▸ **TASK INSTRUCTIONS**:
#1 Answer these questions using the Amazon reporting text below.
(a) How many days of revenue and units ordered does the time series chart show?
(b) For what size of team does the text call this setup almost certainly overkill?
(c) Over what kind of weekend does the text picture a top-selling ASIN going out of stock?
#2 Reproduce the Amazon reporting text word for word, starting at "Automating your Amazon" and ending at "bank holiday weekend.".

▸ **QUOTED TEXT**:
* begin *
This setup makes sense when you're doing the kind of reporting covered in multi-channel inventory forecasting — where you need Amazon data alongside Shopify, eBay, and wholesale order data in a single view. It's also the foundation for serious dynamic safety stock modelling. But if you're a team of five, this is almost certainly overkill. Be realistic about the engineering time you actually have before you start down that path.
Building your first Amazon sales dashboard in Looker Studio
Honestly, most teams overthink the first dashboard. Start with four things and add from there once you know what questions actually come up in weekly ops reviews.
A scorecard row at the top showing total revenue, units ordered, sessions, and conversion rate for the selected date range — with date range controls so anyone can adjust the window without touching the underlying data. Below that, a time series chart of daily or weekly revenue and units ordered over the past 90 days; this is the first place stockouts and sales spikes become visible. Then a table by ASIN covering revenue, units ordered, sessions, Buy Box percentage, and conversion rate per product, sorted by revenue descending — that's where you spot which ASINs are dragging down overall conversion. Finally, if you sell across multiple Amazon marketplaces, a bar or pie chart splitting revenue by marketplace makes clear where growth is actually coming from.
For brands thinking about how this fits into a broader reporting stack, the Sustainable Fulfillment Tech Stack and the B2B Wholesale Operations Stack both cover how reporting layers typically sit within the wider ops architecture.
Automating your Amazon reporting for better inventory management
A report that refreshes daily means your team is looking at today's sell-through rates, not last Tuesday's. That cadence matters more than people realise. One stale spreadsheet at the wrong moment and you're explaining to a brand founder why a top-selling ASIN went out of stock over a bank holiday weekend.
* end *
▸ **Object point labels**:
* begin *
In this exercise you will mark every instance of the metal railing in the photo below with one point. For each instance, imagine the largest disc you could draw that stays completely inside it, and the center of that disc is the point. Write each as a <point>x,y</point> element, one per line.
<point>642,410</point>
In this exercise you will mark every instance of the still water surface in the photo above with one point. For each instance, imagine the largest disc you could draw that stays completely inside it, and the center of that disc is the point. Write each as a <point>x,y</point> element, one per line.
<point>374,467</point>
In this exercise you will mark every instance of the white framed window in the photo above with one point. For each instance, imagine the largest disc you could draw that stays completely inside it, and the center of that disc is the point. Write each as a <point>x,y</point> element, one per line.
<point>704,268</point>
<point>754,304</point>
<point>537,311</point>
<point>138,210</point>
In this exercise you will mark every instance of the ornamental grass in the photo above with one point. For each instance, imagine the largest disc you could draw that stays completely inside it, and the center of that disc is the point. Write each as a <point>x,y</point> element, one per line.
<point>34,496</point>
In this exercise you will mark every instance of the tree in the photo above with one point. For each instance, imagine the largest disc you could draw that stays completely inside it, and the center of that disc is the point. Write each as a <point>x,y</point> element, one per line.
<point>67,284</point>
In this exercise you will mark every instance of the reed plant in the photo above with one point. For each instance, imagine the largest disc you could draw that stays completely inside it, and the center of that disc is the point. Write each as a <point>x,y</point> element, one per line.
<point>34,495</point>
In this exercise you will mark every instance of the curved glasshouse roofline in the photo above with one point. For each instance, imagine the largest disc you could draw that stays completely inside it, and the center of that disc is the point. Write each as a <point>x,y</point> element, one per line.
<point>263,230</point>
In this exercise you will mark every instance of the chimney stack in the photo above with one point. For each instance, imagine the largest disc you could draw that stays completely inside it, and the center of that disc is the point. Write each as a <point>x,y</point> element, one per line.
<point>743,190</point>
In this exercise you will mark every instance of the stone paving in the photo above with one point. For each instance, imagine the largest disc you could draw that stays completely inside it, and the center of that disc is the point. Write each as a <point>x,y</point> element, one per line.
* end *
▸ **OUTPUTS FOR THE TASKS**:
#1
(a) The past 90 days.
(b) A team of five.
(c) A bank holiday weekend.

#2
Automating your Amazon reporting for better inventory management
A report that refreshes daily means your team is looking at today's sell-through rates, not last Tuesday's. That cadence matters more than people realise. One stale spreadsheet at the wrong moment and you're explaining to a brand founder why a top-selling ASIN went out of stock over a bank holiday weekend.